[start MATERIAL FOR THE TASK]

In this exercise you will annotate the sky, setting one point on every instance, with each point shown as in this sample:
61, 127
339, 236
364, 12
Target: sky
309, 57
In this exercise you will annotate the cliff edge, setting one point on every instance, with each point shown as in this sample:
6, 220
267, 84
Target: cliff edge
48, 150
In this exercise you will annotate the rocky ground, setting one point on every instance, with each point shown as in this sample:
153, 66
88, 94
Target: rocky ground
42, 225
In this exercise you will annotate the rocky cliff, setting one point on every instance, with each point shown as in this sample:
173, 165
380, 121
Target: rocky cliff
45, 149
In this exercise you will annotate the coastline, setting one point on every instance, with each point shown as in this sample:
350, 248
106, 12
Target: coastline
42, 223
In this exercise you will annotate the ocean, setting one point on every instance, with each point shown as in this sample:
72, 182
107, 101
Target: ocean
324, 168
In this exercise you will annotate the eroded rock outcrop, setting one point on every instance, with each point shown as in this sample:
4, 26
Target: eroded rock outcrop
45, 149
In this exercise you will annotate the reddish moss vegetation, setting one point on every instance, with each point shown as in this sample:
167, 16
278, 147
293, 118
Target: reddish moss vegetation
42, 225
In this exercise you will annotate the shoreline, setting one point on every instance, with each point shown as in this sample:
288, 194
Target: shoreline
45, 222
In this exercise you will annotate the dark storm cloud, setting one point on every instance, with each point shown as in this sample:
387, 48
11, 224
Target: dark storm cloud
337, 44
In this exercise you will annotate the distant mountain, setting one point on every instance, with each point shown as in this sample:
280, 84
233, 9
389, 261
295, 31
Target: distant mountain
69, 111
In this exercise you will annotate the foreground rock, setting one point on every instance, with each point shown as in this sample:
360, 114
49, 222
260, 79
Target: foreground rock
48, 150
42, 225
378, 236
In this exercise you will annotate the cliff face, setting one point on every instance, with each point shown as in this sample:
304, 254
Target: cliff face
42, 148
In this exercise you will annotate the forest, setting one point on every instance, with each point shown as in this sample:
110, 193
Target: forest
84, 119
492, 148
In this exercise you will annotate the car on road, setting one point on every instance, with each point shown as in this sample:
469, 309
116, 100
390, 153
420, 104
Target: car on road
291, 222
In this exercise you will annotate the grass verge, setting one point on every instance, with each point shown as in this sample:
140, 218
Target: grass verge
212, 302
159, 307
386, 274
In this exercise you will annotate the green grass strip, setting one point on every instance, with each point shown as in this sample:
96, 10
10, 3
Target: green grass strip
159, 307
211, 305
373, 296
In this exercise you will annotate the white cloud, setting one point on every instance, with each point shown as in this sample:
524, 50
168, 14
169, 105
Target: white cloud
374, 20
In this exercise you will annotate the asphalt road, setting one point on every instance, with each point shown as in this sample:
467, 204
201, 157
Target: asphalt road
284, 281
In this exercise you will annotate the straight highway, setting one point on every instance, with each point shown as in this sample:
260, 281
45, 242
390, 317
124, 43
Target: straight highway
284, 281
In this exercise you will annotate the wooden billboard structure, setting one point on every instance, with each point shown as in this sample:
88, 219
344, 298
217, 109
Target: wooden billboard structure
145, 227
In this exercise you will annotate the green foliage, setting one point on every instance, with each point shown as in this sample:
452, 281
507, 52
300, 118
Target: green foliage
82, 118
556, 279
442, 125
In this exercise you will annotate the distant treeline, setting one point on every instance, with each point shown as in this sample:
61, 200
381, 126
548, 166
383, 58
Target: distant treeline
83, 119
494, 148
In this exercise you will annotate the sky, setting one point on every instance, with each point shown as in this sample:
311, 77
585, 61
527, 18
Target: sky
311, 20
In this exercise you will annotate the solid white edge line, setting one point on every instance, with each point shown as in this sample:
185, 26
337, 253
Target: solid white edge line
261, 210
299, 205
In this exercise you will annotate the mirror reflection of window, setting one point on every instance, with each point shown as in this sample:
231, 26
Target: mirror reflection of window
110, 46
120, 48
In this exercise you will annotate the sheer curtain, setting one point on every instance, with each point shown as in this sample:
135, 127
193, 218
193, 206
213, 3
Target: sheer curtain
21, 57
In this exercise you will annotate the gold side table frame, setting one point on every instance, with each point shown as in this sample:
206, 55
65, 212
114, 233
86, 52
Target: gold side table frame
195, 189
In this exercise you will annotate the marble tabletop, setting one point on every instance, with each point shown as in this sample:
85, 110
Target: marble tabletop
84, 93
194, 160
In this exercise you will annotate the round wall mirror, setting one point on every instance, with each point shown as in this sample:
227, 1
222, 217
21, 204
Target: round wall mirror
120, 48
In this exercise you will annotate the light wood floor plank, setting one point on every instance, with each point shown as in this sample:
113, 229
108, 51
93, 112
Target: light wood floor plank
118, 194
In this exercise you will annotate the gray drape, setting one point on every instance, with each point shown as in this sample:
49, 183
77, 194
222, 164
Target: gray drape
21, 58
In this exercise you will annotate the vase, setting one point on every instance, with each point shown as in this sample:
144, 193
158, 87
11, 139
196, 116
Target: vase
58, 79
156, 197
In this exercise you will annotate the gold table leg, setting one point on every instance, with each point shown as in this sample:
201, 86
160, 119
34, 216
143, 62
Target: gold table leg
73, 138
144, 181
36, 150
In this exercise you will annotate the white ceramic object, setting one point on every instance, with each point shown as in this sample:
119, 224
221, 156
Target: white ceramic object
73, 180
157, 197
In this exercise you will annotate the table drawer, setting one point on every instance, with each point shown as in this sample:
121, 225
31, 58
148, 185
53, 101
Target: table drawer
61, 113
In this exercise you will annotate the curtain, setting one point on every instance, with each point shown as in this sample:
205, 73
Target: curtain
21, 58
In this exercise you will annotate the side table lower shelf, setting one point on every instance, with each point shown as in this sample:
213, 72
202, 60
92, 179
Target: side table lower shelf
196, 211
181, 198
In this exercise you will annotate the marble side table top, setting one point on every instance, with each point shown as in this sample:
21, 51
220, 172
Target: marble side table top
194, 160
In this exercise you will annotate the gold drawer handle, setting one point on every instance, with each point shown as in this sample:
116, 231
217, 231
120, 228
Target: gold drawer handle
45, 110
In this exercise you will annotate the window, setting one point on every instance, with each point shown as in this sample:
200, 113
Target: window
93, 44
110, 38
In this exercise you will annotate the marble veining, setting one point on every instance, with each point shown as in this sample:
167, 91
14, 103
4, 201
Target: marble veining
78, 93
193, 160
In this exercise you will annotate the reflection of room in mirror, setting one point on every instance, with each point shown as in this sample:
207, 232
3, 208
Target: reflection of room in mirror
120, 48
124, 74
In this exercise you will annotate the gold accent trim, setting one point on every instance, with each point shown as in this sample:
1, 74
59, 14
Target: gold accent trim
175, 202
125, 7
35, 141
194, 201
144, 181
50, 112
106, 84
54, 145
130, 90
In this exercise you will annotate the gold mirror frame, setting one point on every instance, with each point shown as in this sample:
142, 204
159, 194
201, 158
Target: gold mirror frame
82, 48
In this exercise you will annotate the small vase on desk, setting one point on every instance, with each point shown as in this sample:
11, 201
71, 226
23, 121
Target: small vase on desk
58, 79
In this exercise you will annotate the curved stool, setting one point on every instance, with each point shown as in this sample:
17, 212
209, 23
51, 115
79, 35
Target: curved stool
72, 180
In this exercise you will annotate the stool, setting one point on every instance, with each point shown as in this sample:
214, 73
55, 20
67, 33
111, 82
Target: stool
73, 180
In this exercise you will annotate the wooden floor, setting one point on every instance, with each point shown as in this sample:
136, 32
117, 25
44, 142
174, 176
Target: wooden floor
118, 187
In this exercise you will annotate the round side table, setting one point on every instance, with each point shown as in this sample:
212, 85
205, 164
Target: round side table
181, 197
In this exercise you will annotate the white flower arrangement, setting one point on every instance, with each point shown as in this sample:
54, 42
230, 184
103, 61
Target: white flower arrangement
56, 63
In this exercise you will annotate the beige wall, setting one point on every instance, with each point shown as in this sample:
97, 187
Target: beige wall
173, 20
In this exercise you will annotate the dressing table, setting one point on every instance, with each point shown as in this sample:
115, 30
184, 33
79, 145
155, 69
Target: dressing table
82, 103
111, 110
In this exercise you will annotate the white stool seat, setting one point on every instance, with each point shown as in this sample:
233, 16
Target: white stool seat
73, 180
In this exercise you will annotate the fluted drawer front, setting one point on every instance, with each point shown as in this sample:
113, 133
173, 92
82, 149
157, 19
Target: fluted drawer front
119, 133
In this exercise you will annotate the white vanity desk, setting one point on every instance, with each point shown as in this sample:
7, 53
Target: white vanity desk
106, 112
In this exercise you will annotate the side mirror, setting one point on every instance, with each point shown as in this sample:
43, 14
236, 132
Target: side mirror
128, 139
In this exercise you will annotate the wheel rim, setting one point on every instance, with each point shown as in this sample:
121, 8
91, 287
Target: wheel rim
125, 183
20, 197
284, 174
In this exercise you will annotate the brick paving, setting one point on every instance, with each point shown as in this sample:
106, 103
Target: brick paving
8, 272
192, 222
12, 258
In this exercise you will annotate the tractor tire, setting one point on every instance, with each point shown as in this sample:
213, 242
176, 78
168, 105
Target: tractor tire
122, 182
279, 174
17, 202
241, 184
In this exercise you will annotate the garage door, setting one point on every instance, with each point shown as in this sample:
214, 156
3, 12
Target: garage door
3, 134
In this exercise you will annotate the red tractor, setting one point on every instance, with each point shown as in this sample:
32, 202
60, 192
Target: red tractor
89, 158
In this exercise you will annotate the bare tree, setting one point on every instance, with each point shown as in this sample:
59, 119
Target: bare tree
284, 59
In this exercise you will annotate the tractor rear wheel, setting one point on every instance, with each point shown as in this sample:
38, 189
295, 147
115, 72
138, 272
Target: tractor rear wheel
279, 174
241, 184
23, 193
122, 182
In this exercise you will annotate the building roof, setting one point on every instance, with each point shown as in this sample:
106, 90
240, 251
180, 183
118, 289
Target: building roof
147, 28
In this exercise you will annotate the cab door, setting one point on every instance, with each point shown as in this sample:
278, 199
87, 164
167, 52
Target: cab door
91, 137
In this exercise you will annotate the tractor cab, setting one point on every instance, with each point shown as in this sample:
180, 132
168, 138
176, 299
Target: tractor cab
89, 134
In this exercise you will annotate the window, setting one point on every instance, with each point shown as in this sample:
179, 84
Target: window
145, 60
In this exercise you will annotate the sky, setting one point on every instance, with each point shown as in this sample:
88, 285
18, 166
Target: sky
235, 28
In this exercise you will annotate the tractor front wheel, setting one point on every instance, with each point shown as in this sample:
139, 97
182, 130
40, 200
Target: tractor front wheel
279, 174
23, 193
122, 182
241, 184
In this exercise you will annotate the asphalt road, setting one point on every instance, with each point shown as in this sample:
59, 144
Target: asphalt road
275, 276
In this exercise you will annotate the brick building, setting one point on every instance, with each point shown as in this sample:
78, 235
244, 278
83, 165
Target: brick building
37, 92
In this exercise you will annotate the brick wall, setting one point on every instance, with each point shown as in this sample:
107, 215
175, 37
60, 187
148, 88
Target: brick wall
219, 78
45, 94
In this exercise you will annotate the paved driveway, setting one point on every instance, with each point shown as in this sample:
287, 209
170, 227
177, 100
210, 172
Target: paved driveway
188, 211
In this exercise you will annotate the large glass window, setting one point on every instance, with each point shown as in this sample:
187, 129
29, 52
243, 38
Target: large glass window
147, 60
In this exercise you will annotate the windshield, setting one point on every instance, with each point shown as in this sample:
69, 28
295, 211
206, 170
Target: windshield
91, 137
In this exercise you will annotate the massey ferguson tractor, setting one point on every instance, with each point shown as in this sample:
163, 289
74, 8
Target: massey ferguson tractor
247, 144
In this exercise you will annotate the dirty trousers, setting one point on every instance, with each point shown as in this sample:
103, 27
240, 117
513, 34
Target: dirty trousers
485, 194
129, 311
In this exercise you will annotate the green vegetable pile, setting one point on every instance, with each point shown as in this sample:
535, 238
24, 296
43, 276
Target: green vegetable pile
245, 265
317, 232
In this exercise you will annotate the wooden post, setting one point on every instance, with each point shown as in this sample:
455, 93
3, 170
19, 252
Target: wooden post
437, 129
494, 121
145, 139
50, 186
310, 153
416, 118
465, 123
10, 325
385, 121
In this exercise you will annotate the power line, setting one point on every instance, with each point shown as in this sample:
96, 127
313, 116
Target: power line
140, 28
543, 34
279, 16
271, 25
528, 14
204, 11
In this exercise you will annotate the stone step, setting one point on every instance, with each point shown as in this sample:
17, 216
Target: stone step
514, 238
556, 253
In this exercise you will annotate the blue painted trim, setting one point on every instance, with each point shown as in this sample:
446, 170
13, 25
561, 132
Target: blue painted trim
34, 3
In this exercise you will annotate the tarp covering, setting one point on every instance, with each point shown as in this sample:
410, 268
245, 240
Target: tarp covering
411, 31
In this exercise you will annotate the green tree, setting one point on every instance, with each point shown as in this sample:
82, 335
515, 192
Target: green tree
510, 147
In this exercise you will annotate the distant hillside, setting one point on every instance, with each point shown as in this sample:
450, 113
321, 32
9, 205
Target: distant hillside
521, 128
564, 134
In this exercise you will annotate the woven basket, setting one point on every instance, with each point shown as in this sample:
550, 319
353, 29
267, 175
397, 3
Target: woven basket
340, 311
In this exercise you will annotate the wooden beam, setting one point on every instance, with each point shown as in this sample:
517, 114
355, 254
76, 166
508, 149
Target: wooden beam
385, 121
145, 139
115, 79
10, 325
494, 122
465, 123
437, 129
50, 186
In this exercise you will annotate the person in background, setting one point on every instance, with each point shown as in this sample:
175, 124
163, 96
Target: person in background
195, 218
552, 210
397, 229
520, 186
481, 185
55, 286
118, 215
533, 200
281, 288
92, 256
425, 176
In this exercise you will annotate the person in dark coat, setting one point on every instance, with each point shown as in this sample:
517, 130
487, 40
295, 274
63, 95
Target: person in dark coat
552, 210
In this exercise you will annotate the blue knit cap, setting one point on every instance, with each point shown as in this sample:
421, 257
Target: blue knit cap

[end MATERIAL FOR THE TASK]

EXERCISE INSTRUCTIONS
Beginning at the line that holds "In this exercise you will annotate the person in dark", write out word for word each line through the end of the records.

SOLUTION TO THIS PROBLEM
In this exercise you will annotate the person in dark coat, setting one point on every instance, with each point shown as in this sample:
517, 130
487, 40
295, 274
63, 95
Target: person in dark coat
552, 210
In this exercise you will annotate the blue knit cap, setting one point on every instance, with each point shown as in this sample:
421, 257
Target: blue knit cap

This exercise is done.